Extracted records
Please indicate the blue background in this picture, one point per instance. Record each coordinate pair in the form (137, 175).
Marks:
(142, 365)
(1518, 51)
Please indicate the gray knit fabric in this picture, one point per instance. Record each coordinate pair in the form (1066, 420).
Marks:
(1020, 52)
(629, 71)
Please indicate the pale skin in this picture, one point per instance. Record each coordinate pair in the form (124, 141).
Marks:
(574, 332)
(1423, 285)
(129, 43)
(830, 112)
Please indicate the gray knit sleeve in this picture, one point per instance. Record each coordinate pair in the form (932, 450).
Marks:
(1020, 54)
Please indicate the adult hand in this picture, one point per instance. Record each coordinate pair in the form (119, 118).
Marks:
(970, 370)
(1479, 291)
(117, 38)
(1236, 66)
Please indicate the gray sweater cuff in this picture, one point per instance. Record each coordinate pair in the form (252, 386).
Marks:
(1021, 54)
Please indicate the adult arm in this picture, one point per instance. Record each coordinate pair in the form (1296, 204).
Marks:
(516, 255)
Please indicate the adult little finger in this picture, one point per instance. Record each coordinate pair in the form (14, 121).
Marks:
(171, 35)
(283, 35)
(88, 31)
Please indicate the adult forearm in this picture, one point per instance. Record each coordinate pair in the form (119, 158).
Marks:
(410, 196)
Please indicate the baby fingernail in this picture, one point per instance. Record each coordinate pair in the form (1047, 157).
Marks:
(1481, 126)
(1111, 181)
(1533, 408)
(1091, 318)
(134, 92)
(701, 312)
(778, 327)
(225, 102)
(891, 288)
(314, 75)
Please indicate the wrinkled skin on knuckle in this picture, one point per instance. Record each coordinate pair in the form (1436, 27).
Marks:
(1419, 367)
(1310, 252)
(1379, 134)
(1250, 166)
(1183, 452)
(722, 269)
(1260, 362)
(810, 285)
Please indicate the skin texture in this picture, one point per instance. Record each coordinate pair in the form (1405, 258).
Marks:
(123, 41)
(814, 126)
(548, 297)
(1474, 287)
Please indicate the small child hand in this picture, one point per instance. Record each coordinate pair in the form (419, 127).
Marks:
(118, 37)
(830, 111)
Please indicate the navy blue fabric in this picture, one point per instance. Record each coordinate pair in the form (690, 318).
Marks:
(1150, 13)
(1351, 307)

## Task requirements
Each entry above is to be transcribed exactly as it was written.

## Response box
Please indicate the blue background in this picture, one point per instance. Record each coordinate pair in the form (137, 175).
Marks:
(142, 365)
(1518, 51)
Please indicate the gray knit fabric in this picture, one point per instance. Record each coordinate pair in the form (1066, 420).
Marks:
(1020, 52)
(629, 71)
Please indicate the pale skin in this picture, one point per instance. Record each coordinate pair in the form (124, 141).
Marks:
(574, 332)
(1423, 285)
(129, 43)
(830, 112)
Please indicate the gray knit sleeve in this picture, one point per instance. Record each coordinate pair in the form (932, 450).
Marks:
(1020, 54)
Please indicate the adult hand in this picture, one point per instance. Record each coordinate pair in the form (119, 118).
Marks:
(970, 370)
(1479, 291)
(117, 38)
(1236, 66)
Please indicate the gray sweater cuff in this picture, one point per instance. Record each coordinate pair in the form (252, 386).
Marks:
(1021, 54)
Please indicate the adult arm in this picture, one point per instance. Record each coordinate pair in the form (1296, 204).
Marks:
(516, 255)
Please indicate the adult little finger in this picture, one point per instance. Record each coordinate pair in the form (14, 121).
Marks:
(171, 35)
(283, 35)
(88, 31)
Please indicate the adult forearm in this picture, one point per instance. Record each coordinate pair in the form (119, 158).
Marks:
(410, 196)
Please indicate the baby fingernail in this picture, one point per instance. Record each coordinate pair in the form (1047, 157).
Marks:
(1481, 126)
(1111, 181)
(1533, 408)
(1091, 318)
(134, 92)
(701, 312)
(778, 327)
(225, 102)
(891, 288)
(314, 75)
Please indicate the wrinkled skin on knuckle in this picture, one point per instance. Record each coordinate pair in the form (1436, 27).
Marks:
(1419, 367)
(1310, 252)
(1379, 134)
(1250, 166)
(1183, 452)
(722, 269)
(1260, 362)
(810, 285)
Please indicate the skin texture in this picture, one point per instance. Record each coordinate pair in the form (1405, 258).
Marks:
(123, 41)
(814, 126)
(548, 297)
(1474, 287)
Please indicate the small child hand in this picture, one point per instance. Record each coordinate pair in the form (419, 127).
Marks:
(118, 37)
(830, 111)
Please indicate the navy blue fabric in this picture, one point per instance. Record each coordinate pair in the form (690, 318).
Marks:
(1150, 13)
(1351, 307)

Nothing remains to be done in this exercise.